======== SUPPLIED ENTRIES
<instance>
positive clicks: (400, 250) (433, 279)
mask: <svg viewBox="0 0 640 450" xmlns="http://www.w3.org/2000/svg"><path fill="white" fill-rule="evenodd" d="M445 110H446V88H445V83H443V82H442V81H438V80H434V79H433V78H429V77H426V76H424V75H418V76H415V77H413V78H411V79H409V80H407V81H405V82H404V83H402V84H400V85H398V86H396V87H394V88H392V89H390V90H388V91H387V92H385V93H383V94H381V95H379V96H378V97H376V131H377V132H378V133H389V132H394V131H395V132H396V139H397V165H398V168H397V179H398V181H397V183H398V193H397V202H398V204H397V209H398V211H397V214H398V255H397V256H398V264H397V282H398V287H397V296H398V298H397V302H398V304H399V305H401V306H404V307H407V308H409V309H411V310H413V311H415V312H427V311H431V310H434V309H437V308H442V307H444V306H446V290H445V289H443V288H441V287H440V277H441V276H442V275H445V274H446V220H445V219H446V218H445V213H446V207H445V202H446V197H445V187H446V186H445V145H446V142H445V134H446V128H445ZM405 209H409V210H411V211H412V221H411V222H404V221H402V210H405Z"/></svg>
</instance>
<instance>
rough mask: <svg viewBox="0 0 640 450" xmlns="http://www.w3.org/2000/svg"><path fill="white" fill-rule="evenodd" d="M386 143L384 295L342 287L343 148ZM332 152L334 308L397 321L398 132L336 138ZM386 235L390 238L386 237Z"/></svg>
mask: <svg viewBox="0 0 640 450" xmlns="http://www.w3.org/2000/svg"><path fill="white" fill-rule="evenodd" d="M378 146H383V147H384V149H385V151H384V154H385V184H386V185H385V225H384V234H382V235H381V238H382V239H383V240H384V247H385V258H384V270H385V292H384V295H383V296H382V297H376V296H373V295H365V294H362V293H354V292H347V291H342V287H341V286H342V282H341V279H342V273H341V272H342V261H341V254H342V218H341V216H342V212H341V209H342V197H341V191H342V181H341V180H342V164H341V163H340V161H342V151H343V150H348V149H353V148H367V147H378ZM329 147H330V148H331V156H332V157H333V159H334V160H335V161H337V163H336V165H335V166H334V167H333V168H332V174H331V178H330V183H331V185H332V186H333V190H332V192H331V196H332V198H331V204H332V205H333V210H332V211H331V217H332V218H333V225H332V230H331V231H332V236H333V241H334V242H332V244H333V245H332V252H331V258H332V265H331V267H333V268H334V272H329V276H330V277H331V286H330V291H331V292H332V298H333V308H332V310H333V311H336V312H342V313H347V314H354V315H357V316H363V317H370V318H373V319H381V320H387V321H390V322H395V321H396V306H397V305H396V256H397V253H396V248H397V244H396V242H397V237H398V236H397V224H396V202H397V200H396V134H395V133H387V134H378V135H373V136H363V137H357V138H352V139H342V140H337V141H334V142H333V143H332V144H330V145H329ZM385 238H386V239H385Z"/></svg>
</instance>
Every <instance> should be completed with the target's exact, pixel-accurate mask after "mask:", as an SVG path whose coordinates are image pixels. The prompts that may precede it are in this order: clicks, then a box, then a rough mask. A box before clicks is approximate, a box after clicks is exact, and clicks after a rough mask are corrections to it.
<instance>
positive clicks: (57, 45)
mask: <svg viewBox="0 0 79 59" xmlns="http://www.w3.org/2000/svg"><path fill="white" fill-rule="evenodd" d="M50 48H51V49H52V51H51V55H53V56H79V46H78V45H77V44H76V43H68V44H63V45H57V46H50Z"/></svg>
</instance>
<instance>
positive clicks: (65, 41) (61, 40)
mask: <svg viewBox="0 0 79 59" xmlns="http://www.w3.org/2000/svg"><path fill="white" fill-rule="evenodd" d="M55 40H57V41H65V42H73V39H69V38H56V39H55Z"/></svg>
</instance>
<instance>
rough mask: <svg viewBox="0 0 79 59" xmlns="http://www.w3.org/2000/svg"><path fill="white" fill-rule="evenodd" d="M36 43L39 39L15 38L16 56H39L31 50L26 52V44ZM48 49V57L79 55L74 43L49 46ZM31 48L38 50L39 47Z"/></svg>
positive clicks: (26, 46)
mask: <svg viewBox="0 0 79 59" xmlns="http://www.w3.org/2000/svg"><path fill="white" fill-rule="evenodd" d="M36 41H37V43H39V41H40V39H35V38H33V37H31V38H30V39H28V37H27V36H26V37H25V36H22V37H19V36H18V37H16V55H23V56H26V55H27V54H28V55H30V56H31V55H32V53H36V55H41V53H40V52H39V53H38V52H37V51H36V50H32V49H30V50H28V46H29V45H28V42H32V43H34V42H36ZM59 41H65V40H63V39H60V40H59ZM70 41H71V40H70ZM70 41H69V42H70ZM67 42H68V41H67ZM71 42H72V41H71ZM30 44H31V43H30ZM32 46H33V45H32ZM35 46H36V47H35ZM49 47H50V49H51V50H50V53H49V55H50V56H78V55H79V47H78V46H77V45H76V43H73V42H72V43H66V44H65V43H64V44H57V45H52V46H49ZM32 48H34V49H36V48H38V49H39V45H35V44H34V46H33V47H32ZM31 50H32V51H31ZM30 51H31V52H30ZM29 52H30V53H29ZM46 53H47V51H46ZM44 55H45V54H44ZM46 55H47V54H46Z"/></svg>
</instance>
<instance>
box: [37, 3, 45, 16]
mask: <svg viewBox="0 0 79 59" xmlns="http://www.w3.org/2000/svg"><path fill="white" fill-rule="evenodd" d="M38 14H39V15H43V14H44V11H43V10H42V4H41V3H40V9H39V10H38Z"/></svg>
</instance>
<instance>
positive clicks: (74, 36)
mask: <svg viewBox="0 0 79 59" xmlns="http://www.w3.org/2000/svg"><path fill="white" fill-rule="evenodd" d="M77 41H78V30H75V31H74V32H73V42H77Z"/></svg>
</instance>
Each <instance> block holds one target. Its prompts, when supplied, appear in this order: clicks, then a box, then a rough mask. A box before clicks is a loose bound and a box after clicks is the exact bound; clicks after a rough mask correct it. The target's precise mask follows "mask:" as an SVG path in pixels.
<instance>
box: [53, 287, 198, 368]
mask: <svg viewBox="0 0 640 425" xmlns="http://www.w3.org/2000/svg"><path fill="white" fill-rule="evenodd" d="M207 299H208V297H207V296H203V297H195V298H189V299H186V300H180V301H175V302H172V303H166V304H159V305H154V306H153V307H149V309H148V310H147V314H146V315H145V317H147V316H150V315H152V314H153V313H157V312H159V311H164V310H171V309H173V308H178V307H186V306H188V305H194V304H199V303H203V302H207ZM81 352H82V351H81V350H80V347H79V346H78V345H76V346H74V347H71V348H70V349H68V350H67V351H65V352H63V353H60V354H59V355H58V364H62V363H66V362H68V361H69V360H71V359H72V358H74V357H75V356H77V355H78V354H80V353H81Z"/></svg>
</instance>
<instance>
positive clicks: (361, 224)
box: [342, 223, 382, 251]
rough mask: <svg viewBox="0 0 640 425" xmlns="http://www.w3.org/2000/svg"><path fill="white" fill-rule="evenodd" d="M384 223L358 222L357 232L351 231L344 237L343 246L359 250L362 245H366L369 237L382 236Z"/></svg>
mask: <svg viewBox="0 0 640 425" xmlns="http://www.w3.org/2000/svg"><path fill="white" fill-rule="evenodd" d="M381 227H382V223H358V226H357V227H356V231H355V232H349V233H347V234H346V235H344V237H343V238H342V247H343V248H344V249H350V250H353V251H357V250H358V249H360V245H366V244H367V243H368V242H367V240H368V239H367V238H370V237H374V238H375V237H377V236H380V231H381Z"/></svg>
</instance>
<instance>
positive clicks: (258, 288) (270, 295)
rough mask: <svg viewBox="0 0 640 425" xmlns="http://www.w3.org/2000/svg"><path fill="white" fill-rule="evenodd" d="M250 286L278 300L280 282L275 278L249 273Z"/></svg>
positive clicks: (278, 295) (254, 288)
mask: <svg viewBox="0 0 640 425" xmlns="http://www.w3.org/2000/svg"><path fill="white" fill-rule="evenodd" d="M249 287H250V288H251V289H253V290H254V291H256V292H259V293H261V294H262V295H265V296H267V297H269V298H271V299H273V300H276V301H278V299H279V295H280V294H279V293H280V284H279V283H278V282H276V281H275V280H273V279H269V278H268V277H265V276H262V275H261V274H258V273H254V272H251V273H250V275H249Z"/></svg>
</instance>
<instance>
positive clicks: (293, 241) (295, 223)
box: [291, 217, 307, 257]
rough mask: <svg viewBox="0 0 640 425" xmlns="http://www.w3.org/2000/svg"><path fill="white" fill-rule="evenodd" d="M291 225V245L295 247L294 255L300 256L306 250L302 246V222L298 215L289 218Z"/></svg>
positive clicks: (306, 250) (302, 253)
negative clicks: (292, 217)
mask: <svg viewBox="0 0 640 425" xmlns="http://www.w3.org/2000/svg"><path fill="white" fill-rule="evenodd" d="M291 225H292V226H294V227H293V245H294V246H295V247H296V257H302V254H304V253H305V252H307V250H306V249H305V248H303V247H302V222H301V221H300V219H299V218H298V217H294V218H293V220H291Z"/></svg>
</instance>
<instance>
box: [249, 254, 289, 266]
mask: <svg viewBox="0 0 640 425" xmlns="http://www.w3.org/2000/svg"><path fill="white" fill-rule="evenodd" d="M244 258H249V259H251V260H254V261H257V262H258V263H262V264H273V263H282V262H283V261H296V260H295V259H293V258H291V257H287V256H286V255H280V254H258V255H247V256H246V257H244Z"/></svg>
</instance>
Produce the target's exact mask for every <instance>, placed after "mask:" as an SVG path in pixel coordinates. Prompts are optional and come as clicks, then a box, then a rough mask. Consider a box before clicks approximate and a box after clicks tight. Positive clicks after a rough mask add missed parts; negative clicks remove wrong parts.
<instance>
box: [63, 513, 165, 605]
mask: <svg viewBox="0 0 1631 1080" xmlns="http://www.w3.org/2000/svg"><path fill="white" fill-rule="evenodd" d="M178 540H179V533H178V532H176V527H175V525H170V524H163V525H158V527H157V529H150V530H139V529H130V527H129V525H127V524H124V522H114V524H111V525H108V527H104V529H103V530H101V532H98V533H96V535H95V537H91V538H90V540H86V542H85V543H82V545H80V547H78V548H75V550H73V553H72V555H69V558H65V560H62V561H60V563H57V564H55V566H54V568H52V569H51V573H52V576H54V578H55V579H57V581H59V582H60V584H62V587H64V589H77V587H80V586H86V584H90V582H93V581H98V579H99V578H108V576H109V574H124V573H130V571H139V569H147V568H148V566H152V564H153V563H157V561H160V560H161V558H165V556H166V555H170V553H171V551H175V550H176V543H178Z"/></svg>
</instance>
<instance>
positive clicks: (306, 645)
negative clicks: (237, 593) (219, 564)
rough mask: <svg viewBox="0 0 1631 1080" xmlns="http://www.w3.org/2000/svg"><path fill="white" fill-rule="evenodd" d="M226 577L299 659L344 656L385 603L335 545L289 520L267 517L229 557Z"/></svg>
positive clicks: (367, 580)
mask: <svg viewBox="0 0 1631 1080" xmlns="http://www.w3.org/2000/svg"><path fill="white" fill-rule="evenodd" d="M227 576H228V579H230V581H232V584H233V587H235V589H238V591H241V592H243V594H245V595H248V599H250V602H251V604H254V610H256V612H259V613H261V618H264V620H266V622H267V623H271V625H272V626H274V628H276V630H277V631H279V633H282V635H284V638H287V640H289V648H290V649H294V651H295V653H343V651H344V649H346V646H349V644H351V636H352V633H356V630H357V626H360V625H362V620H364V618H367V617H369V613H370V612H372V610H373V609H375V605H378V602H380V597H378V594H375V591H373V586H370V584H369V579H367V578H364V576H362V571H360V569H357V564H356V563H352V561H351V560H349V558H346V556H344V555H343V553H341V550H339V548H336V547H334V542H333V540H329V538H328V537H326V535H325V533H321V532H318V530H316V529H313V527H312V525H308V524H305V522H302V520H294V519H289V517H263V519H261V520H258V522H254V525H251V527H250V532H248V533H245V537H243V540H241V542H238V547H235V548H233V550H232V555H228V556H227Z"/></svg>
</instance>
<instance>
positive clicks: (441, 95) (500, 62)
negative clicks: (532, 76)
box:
================
YOUR GOAL => Report every line of the records above that contains the string "negative", copying each line in full.

SOLUTION TO THIS EXERCISE =>
negative clicks: (292, 217)
Produce the target's exact mask for every <instance>, placed after "mask:" as an SVG path in pixel coordinates. Prompts are optional and come as clicks, then a box, then a rough mask. Consider a box before clicks approximate and a box after clicks tight. Positive clicks after a rough mask add missed parts; negative clicks remove wrong parts.
negative clicks: (237, 593) (219, 564)
negative clicks: (532, 76)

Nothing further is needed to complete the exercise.